THINGS TO DO:
(1) Using the court opinion on the Grisdale Road condemnation, explain in one to three sentences why Simpson turned down the Forest Service's 1950s request for a public right-of-way over the road.
(2) Carry on the court opinion on the Grisdale Road condemnation from its last sentence.

>> begin PASSAGE TO READ

478 F2d 1042 United States v. Acres of Land More or Less in Grays Harbor County State of Washington Simpson Timber Company
478 F.2d 1042
UNITED STATES of America, Appellee,
201.19 ACRES OF LAND, MORE OR LESS, IN GRAYS HARBOR COUNTY,
STATE OF WASHINGTON, SIMPSON TIMBER COMPANY, et
al., and unknown owners, Appellants.
United States Court of Appeals,
May 14, 1973.
Dale E. Kremer (argued), Ryan, Carlson, Bush, Swanson & Hendel, Seattle, Wash., for appellants.
Carl Strass, Washington, D. C. (argued), Stan Pitkin, U. S. Atty., Shiro Kashiwa, Asst. U. S. Atty., Kent Frizzell, Asst. Atty. Gen., Dept. of Justice, Washington, D. C., Jerald Olson, Asst. U. S. Atty., Seattle, Wash., Ronald R. Hull, Asst. U. S. Atty., Tacoma, Wash., Dirk Snel, Robert S. Lynch, App. Section, Dept. of Justice, Washington, D. C., for appellee.
Before ELY, WRIGHT and WALLACE, Circuit Judges.
ELY, Circuit Judge:
Simpson Timber Company ("Simpson") appeals from a condemnation award of $51,408.00. It vigorously asserts that this sum inadequately compensates for the taking by the United States of a "permanent and exclusive" easement through timber lands located adjacent to the Olympic National Forest in the State of Washington.
In support of its timbering activities conducted on the Olympic Peninsula, Simpson founded a company town in the Wynoochee Valley. Christened Camp Grisdale, the town provides repair yards and railroad reloading stations, as well as housing and other employee facilities. Connecting the town to the outside world as it winds through the Wynoochee Valley is the gravel-surfaced Grisdale Road, a portion of which Simpson holds in fee simple absolute. This road provides not only the most convenient access to Camp Grisdale, but also the target of the condemnation and the subject of this appeal.
Although prior to the condemnation there was some limited use of the road by the public and the Forest Service. Simpson has continually exercised control over the road and its use. When, for example, the Forest Service requested a public right-of-way over the road during the 1950's, Simpson refused on the ground that expanded public use would adversely affect its logging operations. Simpson has used the road since the 1930's to move equipment and supplies incident to those operations. Moreover, due to Simpson's forestry management practices, it was quite definitely established that logging and concomitant traffic will increase substantially in the next ten to fifteen years.

>> end PASSAGE TO READ
>> begin COLLECTED DATA

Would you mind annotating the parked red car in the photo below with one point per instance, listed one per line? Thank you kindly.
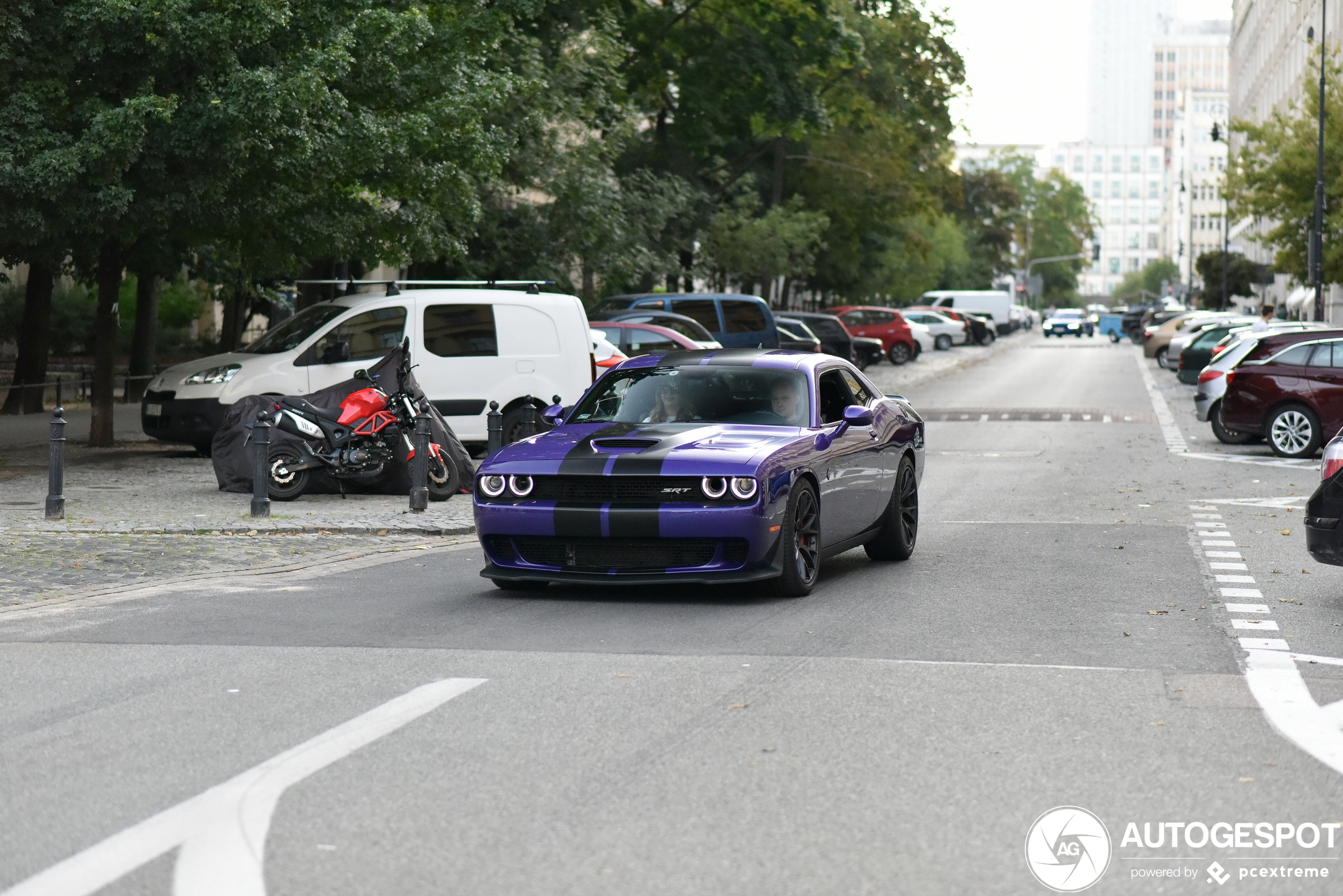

>> end COLLECTED DATA

EXERCISE RESPONSES:
(1) Simpson refused because it held that expanded public use of the road would adversely affect its logging operations. It had used the road since the 1930s to move equipment and supplies for those operations.

(2)
A few years ago the Government approved the construction of a water storage and flood control dam across the Wynoochee River on nearby national park lands. The dam reservoir was intended for multipurpose uses, including recreation. Since the area would be accessible by means of the Grisdale Road, the Forest Service sought to obtain control through condemnation in order to improve the road surface and accommodate the anticipated traffic needs.
No suggestion is made that the condemnation itself was improper. The sole issue here raised is whether the amount awarded was so inadequate that it unconstitutionally deprived Simpson of property without just compensation. Specifically, Simpson contends (1) that the trial court's award was predicated upon erroneous interpretations of the Sustained Yield Agreement and the Declarations of Taking, and (2) that the trial court improperly rejected Simpson's appraisal testimony and relied solely on the testimony of United States appraisers who allegedly inaccurately evaluated the rights acquired and the damages suffered.
As a basis for fixing conpensation, the District Court sought to contrast Simpson's interest before and after the condemnation. In formulating this contrast, the court specifically found that (1) all the proposed public uses were already permissible under the Sustained Yield Agreement; (2) all scheduled improvements were similarly allowable under the Agreement; (3) Simpson's right to use Grisdale Road following its condemnation remained essentially unchanged; and (4) all of Simpson's future needs would be accommodated by the road as improved by the United States. These four determinations provided the bases for the challenged award made by the District Court.
Woven throughout the four findings is a 1946 Sustained Yield Agreement between Simpson and the United States. Formally entitled "Cooperative Agreement for the Management of the Participating Forest Properties in the Shelton Cooperative Sustained Yield Unit," and authorized by 16 U.S.C. Sec. 583 et seq., the one-hundred year contract was intended to stabilize forest industry employment in the area by implementing sustained-yield forestry.
* Underlying the first formulation was the court's observation that, construing the Agreement with "long established national public policy", Simpson and the Government "clearly" contemplated "continued public use" of Grisdale Road "throughout the term of the [Agreement] . . . and afterward."
We cannot agree with this interpretation, for the agreement expressly provides that the road would be available for public use only to the extent consistent with the objectives of the Agreement, Agreement at Sec. 9, which included "continuous and sustained forest production," id. at Sec. 2, and "growing the maximum volume of forest trees to sizes suitable for conversion of salable forest products in the shortest possible time . . . ." Id. at Sec. 5. It was therefore clearly contemplated that any permissive public access to the road was to be subservient to the dominant purpose of forestry.
The District Court also sought to justify its first finding by reference to a 1957 amendment to the Agreement, which provided that Grisdale Road would be classed a general service road and thus
"available for public use except when Company log traffic . . . is sufficiently heavy to constitute a definite safety hazard, in which case public use requirements may be met by the provision of alternate routes or by appropriate regulation of traffic after classification as Special Service roads under the procedure outlined in Regulation U-14, issued by the Secretary of Agriculture."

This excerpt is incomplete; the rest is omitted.